- **CONSIGNE 1**
Dans l'extrait du débat au Sénat sur le travail illégal, qui est le rapporteur de la commission des affaires sociales ?

- **EXTRAIT CHOISI**
◇ ◇ ◇
En conclusion de ce bref résumé, je vous invite, mes chers collègues, au nom
de notre rapporteur, M. Louis Souvet, à adopter les conclusions de la
commission mixte paritaire, qui ne sont que la reprise intégrale du texte voté
par le Sénat en deuxième lecture.
(Applaudissements sur les travées des Républicains et Indépendants et du
RPR.)
M. le président.
La parole est à Mme le ministre.
Mme Anne-Marie Couderc,
ministre délégué pour l'emploi.
Monsieur le président, mesdames,
messieurs les sénateurs, au terme du processus législatif concernant ce projet
de loi relatif à la lutte contre le travail illégal, je veux dire combien j'ai
apprécié la qualité des travaux qui ont été menés au sein de la Haute Assemblée
au cours des deux lectures.
Je tiens à remercier plus particulièrement les membres de la commission des
affaires sociales et son rapporteur, M. Louis Souvet, ainsi que M. Paul Masson,
rapporteur pour avis de la commission des lois. La commission des affaires
sociales s'est toujours efforcée de rechercher, conformément au souhait du
Gouvernement, les moyens d'une plus grande efficacité dans la lutte contre le
travail illégal. Ainsi, le projet tel qu'il avait été initialement présenté par
le Gouvernement s'est incontestablement trouvé enrichi.
M. Charles Revet.
Très bien !
Mme Anne-Marie Couderc,
ministre délégué.
Ce texte est essentiel. Il nous permettra sans aucun
doute de progresser dans la recherche et le constat des infractions, et je suis
persuadée que les sanctions que nous avons décidées seront efficaces.
◇ ◇ ◇
- **ENTRÉES FOURNIES**

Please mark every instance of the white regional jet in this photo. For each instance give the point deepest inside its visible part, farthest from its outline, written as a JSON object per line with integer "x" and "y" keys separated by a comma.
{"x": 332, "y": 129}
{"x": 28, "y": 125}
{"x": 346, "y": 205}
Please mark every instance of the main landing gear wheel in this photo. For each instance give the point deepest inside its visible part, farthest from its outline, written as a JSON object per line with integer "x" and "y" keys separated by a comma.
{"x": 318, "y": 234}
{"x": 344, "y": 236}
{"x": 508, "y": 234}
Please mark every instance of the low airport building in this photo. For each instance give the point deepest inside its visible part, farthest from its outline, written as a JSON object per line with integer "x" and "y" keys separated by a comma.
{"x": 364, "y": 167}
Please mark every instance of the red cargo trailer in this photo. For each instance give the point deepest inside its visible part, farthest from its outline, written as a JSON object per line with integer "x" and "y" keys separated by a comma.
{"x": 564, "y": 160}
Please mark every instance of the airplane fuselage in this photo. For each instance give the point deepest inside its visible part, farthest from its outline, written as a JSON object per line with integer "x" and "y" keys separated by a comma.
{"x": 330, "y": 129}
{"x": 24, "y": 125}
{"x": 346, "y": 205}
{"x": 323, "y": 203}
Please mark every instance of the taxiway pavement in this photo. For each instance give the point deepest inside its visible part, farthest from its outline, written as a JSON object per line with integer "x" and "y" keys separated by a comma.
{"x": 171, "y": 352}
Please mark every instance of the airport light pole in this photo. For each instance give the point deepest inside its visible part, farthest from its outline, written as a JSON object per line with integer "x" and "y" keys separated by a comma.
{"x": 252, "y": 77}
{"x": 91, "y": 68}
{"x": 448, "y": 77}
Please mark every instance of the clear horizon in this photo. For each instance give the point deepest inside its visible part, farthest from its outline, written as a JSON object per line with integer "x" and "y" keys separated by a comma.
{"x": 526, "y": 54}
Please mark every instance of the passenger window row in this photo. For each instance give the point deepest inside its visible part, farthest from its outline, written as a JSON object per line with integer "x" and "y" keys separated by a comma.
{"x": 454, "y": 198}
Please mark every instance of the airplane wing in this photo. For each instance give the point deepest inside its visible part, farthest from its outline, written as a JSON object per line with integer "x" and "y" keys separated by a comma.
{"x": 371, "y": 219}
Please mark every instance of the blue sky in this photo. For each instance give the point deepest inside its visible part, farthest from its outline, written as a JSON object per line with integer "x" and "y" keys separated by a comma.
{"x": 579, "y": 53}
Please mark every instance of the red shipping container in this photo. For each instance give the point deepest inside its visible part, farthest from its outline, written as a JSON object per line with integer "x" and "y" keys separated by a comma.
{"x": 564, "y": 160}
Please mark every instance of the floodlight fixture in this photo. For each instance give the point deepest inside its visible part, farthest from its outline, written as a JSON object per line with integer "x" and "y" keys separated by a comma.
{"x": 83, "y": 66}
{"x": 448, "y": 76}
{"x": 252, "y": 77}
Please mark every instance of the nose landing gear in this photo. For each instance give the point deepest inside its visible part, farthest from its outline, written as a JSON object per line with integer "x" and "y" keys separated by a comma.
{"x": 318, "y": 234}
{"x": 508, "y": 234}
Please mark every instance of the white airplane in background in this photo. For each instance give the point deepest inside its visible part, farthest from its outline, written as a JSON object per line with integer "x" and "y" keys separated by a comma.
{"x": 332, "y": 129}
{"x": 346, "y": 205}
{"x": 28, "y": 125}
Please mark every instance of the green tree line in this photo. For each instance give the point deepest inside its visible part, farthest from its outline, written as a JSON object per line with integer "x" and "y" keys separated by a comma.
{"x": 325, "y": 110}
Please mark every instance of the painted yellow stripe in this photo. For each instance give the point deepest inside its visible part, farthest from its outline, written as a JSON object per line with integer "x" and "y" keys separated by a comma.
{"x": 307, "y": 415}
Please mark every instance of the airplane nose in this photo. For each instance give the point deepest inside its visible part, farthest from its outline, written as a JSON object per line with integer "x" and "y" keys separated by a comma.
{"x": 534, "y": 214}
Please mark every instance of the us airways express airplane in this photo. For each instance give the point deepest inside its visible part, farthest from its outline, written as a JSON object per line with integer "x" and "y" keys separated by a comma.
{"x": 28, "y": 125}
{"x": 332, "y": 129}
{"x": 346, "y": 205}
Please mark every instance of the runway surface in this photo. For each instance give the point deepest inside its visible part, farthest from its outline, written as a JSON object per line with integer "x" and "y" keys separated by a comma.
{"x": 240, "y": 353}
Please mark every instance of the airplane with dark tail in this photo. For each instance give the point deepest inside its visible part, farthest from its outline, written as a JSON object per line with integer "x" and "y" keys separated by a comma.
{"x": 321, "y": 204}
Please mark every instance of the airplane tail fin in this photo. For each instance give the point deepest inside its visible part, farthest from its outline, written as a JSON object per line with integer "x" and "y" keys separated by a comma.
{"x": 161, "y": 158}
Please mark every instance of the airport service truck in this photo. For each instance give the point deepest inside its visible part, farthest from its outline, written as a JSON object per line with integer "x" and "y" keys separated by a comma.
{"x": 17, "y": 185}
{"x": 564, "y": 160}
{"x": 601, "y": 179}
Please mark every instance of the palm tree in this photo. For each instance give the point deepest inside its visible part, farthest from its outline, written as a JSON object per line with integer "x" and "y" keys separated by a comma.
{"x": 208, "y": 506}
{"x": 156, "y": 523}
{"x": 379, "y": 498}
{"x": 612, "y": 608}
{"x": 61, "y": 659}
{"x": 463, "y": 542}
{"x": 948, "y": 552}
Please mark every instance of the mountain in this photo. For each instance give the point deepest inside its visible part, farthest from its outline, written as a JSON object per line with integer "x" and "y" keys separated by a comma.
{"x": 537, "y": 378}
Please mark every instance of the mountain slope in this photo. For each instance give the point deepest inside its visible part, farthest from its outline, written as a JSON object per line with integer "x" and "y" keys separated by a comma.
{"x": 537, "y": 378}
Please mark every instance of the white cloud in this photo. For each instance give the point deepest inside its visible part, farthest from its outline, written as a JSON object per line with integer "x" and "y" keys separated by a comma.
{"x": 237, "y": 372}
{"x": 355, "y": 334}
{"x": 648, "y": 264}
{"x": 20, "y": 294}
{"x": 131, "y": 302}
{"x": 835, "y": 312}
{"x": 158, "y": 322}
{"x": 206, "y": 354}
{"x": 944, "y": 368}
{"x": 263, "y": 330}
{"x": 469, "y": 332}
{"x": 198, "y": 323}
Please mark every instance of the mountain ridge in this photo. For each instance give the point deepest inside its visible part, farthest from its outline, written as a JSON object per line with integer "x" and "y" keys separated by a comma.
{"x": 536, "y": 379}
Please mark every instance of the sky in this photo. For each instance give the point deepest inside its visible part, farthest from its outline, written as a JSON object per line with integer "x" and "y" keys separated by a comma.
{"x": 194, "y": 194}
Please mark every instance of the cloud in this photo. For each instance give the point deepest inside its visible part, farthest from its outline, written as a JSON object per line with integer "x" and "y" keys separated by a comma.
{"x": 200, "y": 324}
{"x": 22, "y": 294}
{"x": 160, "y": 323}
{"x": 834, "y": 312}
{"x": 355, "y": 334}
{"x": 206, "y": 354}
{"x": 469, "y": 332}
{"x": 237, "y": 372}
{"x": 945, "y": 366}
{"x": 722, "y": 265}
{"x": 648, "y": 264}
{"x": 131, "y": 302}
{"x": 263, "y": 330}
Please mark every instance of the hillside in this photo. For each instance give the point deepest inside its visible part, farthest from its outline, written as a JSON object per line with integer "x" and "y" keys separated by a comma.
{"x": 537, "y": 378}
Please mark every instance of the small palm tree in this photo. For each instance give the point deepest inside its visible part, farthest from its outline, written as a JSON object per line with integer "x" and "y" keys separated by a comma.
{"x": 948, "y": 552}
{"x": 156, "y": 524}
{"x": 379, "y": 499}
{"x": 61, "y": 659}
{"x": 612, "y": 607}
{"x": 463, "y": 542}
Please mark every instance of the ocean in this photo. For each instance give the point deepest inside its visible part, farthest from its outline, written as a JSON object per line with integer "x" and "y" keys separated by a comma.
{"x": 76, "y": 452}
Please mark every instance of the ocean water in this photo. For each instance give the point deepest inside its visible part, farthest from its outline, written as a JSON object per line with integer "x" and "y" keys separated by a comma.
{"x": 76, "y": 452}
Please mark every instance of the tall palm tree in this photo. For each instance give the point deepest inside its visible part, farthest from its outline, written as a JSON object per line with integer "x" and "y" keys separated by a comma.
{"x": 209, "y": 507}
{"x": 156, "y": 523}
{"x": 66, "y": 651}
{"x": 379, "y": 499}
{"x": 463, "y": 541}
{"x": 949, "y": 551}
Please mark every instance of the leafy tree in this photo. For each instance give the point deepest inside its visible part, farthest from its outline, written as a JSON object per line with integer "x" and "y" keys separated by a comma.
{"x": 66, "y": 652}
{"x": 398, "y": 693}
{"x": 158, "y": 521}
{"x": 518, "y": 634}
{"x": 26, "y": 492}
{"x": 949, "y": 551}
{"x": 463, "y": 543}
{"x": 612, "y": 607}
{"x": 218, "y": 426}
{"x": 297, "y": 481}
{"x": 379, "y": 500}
◇ ◇ ◇
- **CONSIGNE 2**
Affichez chaque ligne des entrées qui contient le mot "cloud", en tenant compte des majuscules et des minuscules.

- **CORRIGÉ 1**
M. Louis Souvet.

- **CORRIGÉ 2**
Please mark every instance of the white cloud in this photo. For each instance give the point deepest inside its visible part, farthest from its outline, written as a JSON object per line with integer "x" and "y" keys separated by a comma.
Please mark every instance of the cloud in this photo. For each instance give the point deepest inside its visible part, farthest from its outline, written as a JSON object per line with integer "x" and "y" keys separated by a comma.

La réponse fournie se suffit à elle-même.